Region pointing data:
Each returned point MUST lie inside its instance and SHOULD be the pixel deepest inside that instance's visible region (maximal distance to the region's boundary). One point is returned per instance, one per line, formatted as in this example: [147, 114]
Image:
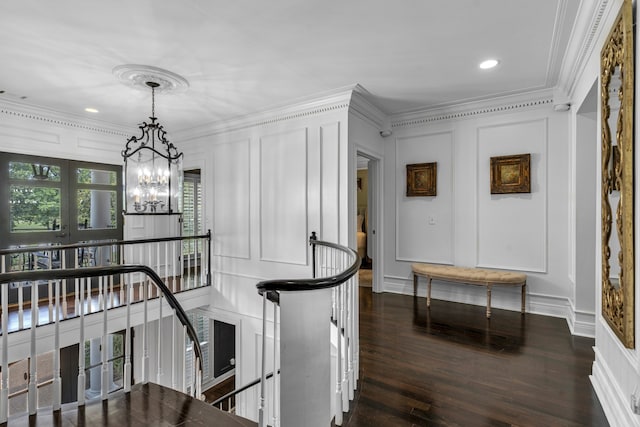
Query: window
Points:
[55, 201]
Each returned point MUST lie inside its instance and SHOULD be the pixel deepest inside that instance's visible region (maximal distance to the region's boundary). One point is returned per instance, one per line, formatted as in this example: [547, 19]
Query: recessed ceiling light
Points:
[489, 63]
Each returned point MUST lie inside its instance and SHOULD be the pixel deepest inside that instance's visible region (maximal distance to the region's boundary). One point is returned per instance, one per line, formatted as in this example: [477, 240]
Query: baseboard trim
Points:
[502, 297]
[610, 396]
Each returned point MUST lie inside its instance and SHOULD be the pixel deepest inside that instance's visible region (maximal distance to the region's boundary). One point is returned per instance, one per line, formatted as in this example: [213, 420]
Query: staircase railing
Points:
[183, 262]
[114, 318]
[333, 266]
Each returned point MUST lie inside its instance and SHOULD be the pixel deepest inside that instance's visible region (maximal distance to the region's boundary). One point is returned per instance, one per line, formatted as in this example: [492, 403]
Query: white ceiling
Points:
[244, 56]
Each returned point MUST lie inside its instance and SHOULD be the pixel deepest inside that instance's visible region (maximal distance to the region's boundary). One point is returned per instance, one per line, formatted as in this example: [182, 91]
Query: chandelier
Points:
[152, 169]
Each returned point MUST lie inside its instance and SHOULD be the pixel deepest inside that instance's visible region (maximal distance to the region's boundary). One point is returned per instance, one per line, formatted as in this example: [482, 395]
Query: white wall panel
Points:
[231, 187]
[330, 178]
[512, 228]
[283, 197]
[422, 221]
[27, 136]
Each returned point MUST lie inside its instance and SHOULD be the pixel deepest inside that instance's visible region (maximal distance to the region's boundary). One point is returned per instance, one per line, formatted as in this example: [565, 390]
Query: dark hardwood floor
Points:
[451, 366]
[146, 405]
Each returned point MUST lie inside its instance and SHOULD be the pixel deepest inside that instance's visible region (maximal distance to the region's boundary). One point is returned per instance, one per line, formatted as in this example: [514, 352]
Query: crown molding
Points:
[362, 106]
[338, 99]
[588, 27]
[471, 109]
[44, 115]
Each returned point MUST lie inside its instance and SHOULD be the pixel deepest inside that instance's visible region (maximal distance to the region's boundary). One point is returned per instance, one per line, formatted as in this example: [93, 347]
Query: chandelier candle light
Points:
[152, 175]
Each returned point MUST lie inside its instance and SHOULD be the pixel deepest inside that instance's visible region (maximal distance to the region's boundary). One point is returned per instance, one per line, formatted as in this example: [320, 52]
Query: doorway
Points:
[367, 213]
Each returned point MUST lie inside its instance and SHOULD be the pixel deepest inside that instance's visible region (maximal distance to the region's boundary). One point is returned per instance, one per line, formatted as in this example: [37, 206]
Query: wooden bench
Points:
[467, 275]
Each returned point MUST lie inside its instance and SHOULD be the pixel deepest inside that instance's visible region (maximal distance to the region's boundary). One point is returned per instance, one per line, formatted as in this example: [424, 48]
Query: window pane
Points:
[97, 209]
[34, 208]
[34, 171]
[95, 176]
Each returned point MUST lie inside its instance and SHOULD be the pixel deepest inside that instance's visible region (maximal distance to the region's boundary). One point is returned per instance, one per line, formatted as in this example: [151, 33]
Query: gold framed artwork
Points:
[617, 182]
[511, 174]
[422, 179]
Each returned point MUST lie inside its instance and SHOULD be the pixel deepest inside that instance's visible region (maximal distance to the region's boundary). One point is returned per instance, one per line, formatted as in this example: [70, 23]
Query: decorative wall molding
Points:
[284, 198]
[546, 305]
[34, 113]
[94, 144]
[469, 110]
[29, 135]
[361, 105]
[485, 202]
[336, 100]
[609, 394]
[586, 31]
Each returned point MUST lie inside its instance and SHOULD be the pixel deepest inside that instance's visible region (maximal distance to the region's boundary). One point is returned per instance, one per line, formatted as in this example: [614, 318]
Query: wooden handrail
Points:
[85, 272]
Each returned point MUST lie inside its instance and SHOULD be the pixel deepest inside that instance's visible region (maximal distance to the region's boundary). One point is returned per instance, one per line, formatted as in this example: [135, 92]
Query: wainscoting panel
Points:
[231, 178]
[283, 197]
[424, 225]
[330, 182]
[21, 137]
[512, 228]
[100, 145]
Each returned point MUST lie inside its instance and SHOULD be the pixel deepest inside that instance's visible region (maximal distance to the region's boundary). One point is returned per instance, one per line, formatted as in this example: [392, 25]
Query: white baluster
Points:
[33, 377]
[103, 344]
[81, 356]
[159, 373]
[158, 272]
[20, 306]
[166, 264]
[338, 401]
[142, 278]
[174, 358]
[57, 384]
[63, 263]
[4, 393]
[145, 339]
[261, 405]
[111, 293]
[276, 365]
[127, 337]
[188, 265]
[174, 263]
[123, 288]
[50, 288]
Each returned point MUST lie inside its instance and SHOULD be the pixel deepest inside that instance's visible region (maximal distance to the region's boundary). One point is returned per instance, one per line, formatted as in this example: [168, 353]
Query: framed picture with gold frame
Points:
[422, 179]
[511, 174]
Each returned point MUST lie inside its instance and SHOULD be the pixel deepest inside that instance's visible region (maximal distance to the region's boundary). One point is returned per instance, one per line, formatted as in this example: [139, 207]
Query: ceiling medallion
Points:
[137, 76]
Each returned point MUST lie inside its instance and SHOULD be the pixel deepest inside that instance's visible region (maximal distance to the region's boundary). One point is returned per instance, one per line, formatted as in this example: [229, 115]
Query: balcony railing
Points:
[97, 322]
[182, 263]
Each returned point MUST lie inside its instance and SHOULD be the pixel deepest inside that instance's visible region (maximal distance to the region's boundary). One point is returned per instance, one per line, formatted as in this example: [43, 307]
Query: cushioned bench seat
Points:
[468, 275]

=== Exercise directions ===
After identifying the lines above that contain "wall", copy each one.

=== Task answer ===
Query: white wall panel
Query: decorative wall molding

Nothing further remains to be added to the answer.